[BEGIN Given data]

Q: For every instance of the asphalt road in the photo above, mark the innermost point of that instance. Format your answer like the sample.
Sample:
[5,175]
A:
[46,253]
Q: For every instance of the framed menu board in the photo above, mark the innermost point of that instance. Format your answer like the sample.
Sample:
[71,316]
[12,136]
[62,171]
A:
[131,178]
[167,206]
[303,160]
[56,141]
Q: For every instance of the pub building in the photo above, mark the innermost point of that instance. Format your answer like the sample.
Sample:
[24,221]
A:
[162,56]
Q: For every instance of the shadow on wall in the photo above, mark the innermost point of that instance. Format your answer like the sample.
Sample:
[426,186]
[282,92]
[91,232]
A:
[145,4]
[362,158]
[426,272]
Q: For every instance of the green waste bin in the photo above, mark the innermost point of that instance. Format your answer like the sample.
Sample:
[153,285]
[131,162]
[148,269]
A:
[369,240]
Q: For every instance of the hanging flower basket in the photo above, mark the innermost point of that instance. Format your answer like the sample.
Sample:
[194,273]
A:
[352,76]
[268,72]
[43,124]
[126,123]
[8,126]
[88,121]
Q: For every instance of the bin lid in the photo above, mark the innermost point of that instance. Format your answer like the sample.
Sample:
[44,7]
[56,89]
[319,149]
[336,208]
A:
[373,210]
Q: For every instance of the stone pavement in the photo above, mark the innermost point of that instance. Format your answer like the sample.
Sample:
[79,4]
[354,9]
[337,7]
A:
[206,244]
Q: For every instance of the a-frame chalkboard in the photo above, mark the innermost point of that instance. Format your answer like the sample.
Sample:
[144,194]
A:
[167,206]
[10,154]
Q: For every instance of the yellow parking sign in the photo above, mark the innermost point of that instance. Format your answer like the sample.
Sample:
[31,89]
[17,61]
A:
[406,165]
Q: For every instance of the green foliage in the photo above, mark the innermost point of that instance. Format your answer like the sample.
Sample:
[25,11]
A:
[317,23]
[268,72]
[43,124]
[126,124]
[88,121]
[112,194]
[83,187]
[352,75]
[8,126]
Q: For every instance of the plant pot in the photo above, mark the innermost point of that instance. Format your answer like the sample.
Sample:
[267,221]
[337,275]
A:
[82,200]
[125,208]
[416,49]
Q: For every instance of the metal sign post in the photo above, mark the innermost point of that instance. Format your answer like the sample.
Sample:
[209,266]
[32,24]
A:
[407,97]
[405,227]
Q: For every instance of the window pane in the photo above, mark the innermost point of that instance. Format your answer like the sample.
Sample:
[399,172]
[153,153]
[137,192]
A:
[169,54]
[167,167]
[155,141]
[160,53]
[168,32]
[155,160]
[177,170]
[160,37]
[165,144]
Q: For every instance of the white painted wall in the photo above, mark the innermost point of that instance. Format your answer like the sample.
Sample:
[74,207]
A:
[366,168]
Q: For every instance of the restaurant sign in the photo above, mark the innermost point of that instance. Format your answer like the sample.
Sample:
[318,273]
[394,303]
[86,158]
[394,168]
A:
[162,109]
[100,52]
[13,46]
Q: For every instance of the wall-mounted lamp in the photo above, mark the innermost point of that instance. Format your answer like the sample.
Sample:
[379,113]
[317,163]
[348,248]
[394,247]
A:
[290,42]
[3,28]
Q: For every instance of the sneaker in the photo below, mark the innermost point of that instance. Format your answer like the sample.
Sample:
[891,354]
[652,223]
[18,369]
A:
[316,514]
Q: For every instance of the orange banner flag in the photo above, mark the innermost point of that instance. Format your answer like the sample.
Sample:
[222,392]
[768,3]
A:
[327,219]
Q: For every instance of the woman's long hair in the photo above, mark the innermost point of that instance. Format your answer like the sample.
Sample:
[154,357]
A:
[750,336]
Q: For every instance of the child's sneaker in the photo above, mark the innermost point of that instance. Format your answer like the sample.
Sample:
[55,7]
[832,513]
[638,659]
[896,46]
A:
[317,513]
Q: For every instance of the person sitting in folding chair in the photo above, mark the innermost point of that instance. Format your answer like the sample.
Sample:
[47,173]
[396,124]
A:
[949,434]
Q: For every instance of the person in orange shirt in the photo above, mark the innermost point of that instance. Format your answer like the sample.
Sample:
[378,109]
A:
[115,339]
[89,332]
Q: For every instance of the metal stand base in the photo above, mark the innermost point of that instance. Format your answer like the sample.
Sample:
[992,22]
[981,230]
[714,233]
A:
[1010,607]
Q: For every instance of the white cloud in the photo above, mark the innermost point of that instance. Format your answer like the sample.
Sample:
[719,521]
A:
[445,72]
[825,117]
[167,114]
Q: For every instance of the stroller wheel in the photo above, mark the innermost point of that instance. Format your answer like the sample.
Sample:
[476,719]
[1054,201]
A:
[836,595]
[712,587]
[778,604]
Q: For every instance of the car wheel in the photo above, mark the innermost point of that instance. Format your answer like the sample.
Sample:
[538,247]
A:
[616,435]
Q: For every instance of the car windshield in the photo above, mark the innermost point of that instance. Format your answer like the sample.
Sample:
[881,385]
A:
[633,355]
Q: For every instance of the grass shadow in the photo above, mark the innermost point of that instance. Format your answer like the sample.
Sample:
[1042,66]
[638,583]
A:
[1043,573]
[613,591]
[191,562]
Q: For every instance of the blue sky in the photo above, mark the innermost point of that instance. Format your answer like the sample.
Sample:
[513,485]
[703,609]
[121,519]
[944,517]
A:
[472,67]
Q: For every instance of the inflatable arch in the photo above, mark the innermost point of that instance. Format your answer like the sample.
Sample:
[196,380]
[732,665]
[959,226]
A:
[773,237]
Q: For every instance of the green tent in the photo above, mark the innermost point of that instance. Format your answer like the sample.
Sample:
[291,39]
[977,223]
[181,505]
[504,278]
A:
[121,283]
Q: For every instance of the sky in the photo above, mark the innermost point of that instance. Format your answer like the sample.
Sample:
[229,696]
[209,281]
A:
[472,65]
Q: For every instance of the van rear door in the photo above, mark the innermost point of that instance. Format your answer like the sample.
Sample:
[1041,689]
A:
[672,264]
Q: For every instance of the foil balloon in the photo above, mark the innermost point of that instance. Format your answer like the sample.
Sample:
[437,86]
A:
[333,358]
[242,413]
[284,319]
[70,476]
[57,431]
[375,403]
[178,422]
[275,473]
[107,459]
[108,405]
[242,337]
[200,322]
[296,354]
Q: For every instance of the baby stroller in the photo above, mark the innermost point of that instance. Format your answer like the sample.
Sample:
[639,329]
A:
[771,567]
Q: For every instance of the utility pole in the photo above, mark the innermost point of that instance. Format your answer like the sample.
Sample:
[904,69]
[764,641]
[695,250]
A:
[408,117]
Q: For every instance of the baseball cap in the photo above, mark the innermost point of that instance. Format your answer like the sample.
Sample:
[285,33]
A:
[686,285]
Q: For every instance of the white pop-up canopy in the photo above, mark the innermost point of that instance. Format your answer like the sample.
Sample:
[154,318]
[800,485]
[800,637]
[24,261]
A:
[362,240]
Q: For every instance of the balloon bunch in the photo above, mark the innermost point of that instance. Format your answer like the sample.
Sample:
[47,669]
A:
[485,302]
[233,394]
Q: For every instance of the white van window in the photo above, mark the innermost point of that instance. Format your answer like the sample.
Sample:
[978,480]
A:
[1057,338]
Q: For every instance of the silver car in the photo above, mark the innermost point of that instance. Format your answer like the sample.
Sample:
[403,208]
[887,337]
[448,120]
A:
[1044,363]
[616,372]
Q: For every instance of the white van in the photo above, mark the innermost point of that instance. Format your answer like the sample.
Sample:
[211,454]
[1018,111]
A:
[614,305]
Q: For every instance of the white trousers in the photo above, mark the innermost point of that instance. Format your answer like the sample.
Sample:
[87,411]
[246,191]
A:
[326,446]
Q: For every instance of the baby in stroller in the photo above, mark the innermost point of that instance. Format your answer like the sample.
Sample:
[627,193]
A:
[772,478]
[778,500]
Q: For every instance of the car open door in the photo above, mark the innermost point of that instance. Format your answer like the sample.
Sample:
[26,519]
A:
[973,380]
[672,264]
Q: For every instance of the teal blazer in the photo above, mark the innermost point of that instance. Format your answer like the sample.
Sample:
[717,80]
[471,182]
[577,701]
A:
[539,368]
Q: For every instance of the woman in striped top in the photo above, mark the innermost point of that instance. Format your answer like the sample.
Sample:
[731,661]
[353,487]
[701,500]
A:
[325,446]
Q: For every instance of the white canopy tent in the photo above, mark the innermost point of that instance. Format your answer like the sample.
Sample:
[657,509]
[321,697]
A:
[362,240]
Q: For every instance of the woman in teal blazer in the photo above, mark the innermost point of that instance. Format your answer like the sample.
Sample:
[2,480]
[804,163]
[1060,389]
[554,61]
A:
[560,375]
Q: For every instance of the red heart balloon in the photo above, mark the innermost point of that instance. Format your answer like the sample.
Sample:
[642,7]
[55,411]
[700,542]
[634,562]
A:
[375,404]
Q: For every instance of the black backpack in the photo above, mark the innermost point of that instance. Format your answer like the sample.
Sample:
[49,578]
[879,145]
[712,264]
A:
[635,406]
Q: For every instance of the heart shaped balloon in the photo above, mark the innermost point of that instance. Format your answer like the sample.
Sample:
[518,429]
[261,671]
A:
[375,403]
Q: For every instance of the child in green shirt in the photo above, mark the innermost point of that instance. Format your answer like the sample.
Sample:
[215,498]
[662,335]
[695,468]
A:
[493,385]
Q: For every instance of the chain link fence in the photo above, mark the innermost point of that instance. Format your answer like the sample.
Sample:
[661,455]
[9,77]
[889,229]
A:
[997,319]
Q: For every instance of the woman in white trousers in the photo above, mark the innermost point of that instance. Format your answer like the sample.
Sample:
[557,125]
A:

[END Given data]

» **Stated exercise**: Return the lines above, from the one containing "Q: For every instance of the black" to the end, exactly as they stand.

» **Written solution**:
Q: For every instance of the black backpack in the photo above, mark the innermost point of that instance. Format your answer like the sample.
Sample:
[49,578]
[879,145]
[712,264]
A:
[635,406]
Q: For every instance of the heart shaped balloon in the photo above, mark the innermost point of that instance. Format your answer like the sample.
Sample:
[518,429]
[261,671]
A:
[375,403]
Q: For every instance of the child in green shirt in the photo above, mark the innermost point of that instance. Format your answer like the sample.
Sample:
[215,498]
[662,335]
[695,468]
A:
[493,385]
Q: For every instance of the chain link fence in the photo above, mark the innermost point of that instance. Format your answer like the sample.
Sample:
[661,455]
[9,77]
[889,229]
A:
[997,319]
Q: For every instance of the woman in white trousers in the photo above, mark the innermost point of that instance. Format your answer like the sample.
Sample:
[557,125]
A:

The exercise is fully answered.